**Job:** Pick up the ClickHouse materialized views text below from its last line and continue it.

SELECT * FROM analytics.hourly_data
Ok.

0 rows in set. Elapsed: 0.002 sec.

We have used a small dataset to be sure we can follow and compare the result with what we are expecting, once your flow is correct with a small data set, you could just move to a large amount of data.

Results

If you try to query the target table by selecting the sumCountViews field, you will see the binary representation (in some terminals), as the value is not stored as a number but as an AggregateFunction type. To get the final result of the aggregation you should use the -Merge suffix.

You can see the special characters stored in AggregateFunction with this query:

SELECT sumCountViews FROM analytics.monthly_aggregated_data
┌─sumCountViews─┐
│ │
│ │
│ │
└───────────────┘

3 rows in set. Elapsed: 0.003 sec.

Instead, let's try using the Merge suffix to get the sumCountViews value:

SELECT
sumMerge(sumCountViews) as sumCountViews
FROM analytics.monthly_aggregated_data;
┌─sumCountViews─┐
│ 12 │
└───────────────┘

1 row in set. Elapsed: 0.003 sec.

In the AggregatingMergeTree we have defined the AggregateFunction as sum, so we can use the sumMerge. When we use the function avg on the AggregateFunction, we will use avgMerge, and so forth.

SELECT
month,
domain_name,
sumMerge(sumCountViews) as sumCountViews
FROM analytics.monthly_aggregated_data
GROUP BY
domain_name,
month

Now we can review that the Materialized Views answer the goal we have defined.

Now that we have the data stored in the target table monthly_aggregated_data we can get the data aggregated by month for each domain name:

SELECT
month,
domain_name,
sumMerge(sumCountViews) as sumCountViews
FROM analytics.monthly_aggregated_data
GROUP BY
domain_name,
month
┌──────month─┬─domain_name────┬─sumCountViews─┐
│ 2020-01-01 │ clickhouse.com │ 6 │
│ 2019-01-01 │ clickhouse.com │ 1 │
│ 2019-02-01 │ clickhouse.com │ 5 │
└────────────┴────────────────┴───────────────┘

3 rows in set. Elapsed: 0.004 sec.

The data aggregated by year for each domain name:

SELECT
year,
domain_name,
sum(sumCountViews)
FROM analytics.year_aggregated_data
GROUP BY
domain_name,
year
┌─year─┬─domain_name────┬─sum(sumCountViews)─┐
│ 2019 │ clickhouse.com │ 6 │
│ 2020 │ clickhouse.com │ 6 │
└──────┴────────────────┴────────────────────┘

2 rows in set. Elapsed: 0.004 sec.

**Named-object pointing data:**
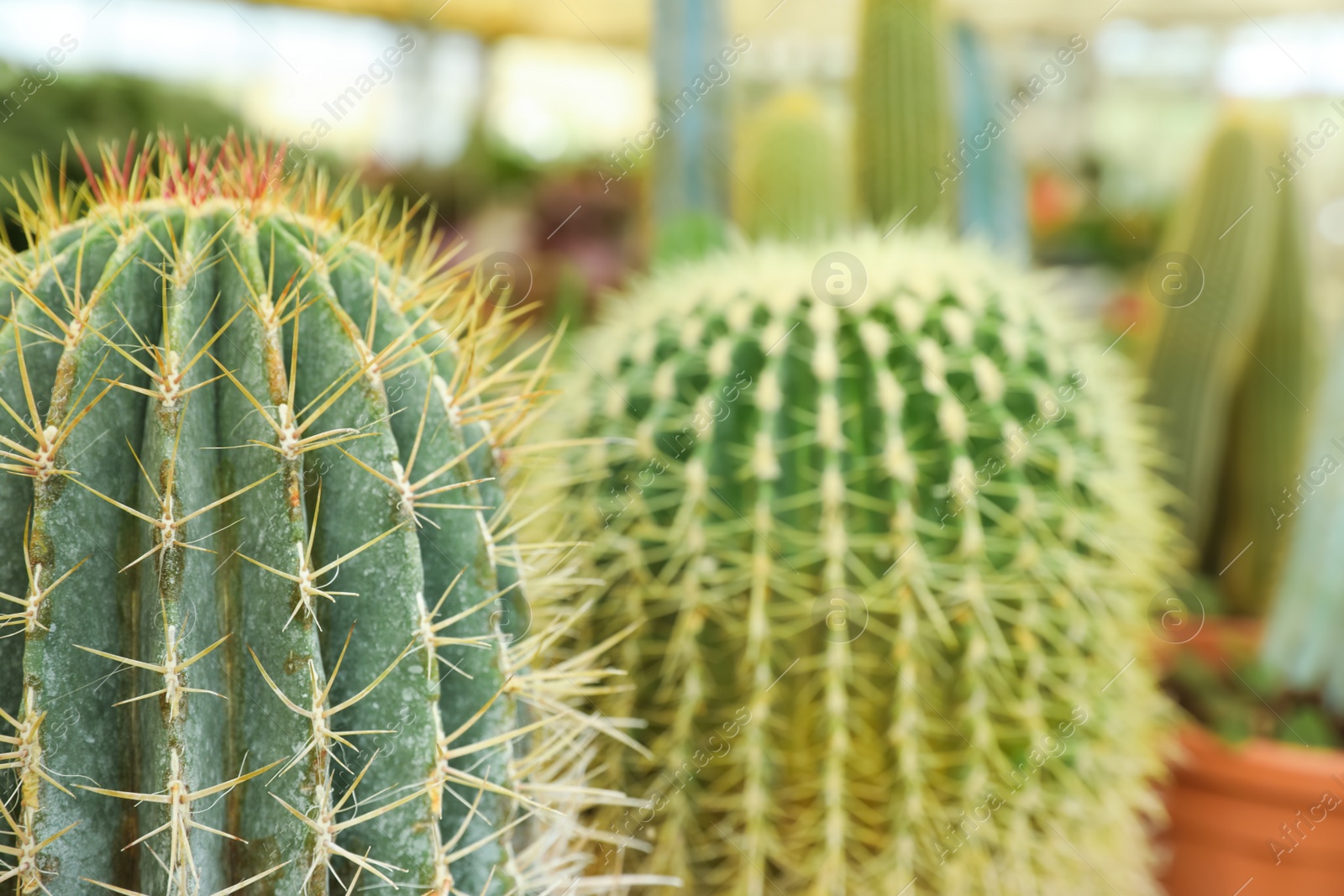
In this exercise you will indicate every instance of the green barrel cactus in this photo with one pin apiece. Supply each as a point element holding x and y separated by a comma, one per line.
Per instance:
<point>1236,360</point>
<point>885,523</point>
<point>795,184</point>
<point>255,551</point>
<point>902,128</point>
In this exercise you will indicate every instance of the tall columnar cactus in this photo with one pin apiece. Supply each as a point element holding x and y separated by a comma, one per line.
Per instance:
<point>795,184</point>
<point>252,542</point>
<point>1308,607</point>
<point>889,526</point>
<point>902,128</point>
<point>1236,362</point>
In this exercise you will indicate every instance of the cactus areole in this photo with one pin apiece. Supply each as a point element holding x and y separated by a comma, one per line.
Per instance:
<point>887,527</point>
<point>250,548</point>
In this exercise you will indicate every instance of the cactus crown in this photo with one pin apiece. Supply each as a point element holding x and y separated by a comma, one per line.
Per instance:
<point>266,621</point>
<point>889,546</point>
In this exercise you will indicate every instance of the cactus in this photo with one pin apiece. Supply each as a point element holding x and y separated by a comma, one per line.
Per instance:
<point>887,542</point>
<point>902,128</point>
<point>795,186</point>
<point>1236,364</point>
<point>248,469</point>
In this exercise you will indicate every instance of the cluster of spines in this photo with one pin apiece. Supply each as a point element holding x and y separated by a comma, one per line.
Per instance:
<point>218,231</point>
<point>844,465</point>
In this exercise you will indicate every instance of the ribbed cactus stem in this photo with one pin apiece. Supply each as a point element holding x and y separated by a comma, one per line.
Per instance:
<point>1236,369</point>
<point>233,470</point>
<point>885,547</point>
<point>902,130</point>
<point>795,186</point>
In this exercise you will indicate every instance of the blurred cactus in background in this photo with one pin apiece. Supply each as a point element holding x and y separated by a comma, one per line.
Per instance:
<point>884,524</point>
<point>796,179</point>
<point>1236,360</point>
<point>902,128</point>
<point>250,461</point>
<point>994,188</point>
<point>1301,633</point>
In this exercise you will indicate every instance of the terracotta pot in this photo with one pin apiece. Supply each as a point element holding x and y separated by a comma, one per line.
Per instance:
<point>1258,820</point>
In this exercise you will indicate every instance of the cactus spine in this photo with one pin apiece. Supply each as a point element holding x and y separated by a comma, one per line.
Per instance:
<point>1236,369</point>
<point>795,184</point>
<point>237,468</point>
<point>889,557</point>
<point>902,130</point>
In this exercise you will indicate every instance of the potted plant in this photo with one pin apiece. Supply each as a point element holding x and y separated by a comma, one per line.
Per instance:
<point>1261,775</point>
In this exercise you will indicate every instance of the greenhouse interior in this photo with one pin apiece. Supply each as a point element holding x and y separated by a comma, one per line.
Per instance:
<point>769,448</point>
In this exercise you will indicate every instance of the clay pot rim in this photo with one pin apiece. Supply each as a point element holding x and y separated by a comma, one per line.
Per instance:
<point>1261,768</point>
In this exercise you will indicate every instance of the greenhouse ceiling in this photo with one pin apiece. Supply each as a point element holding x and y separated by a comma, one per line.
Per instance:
<point>627,22</point>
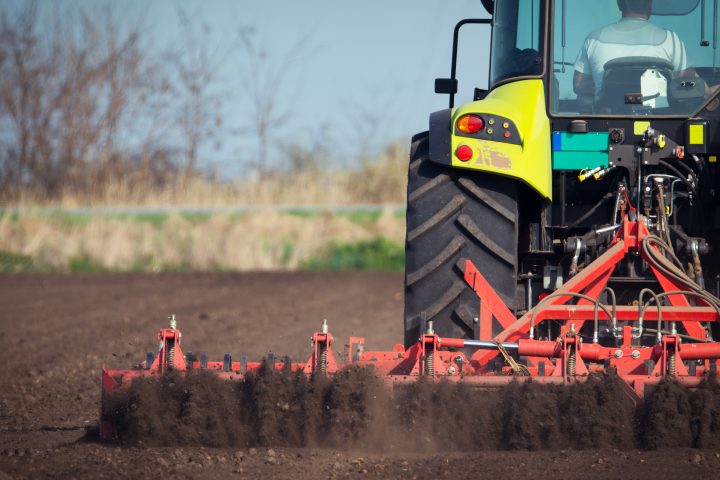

**Answer for this exercise:**
Combining multiple source tables to single target table

Materialized views can also be used to combine multiple source tables into the same destination table. This is useful for creating a materialized view that is similar to a UNION ALL logic.

First, create two source tables representing different sets of metrics:

CREATE TABLE analytics.impressions
(
`event_time` DateTime,
`domain_name` String
) ENGINE = MergeTree ORDER BY (domain_name, event_time)
;

CREATE TABLE analytics.clicks
(
`event_time` DateTime,
`domain_name` String
) ENGINE = MergeTree ORDER BY (domain_name, event_time)
;

Then create the Target table with the combined set of metrics:

CREATE TABLE analytics.daily_overview
(
`on_date` Date,
`domain_name` String,
`impressions` SimpleAggregateFunction(sum, UInt64),
`clicks` SimpleAggregateFunction(sum, UInt64)
) ENGINE = AggregatingMergeTree ORDER BY (on_date, domain_name)

Create two materialized views pointing to the same Target table. You don't need to explicitly include the missing columns:

CREATE MATERIALIZED VIEW analytics.daily_impressions_mv
TO analytics.daily_overview
AS
SELECT
toDate(event_time) AS on_date,
domain_name,
count() AS impressions,
0 clicks ---<<<--- if you omit this, it will be the same 0
FROM
analytics.impressions
GROUP BY
toDate(event_time) AS on_date,
domain_name
;

CREATE MATERIALIZED VIEW analytics.daily_clicks_mv
TO analytics.daily_overview
AS
SELECT
toDate(event_time) AS on_date,
domain_name,
count() AS clicks,
0 impressions ---<<<--- if you omit this, it will be the same 0
FROM
analytics.clicks
GROUP BY
toDate(event_time) AS on_date,
domain_name
;

Now when you insert values those values will be aggregated to their respective columns in the Target table:

INSERT INTO analytics.impressions (domain_name, event_time)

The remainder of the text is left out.